_Description of the task_
Copy out the part of the entries that opens with the line containing "locate gravel ground, a point per instance." and runs through the end of the entries, keeping every line unchanged.

BEGIN Raw records

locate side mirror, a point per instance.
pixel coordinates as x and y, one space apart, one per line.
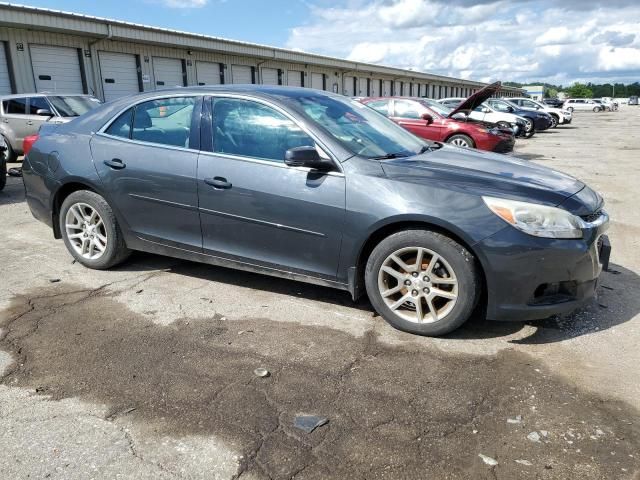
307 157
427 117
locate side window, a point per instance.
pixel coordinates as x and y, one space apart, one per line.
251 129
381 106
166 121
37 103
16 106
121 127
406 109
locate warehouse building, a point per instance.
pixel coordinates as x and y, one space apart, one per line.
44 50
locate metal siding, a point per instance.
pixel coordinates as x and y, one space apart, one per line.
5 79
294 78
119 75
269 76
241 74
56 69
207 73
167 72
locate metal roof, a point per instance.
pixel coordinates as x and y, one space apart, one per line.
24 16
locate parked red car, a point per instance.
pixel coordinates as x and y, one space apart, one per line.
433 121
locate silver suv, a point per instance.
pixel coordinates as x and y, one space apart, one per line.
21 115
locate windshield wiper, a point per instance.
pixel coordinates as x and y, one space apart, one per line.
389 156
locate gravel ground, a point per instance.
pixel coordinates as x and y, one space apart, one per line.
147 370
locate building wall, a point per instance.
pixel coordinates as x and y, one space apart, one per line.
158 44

END Raw records

_Result of the task_
locate gravel ground, a point per instance.
pixel coordinates as x and y, one space apart, one per line.
147 370
locate building wall, a point per instance.
pixel coordinates as x and y, one space apart, one per line.
158 44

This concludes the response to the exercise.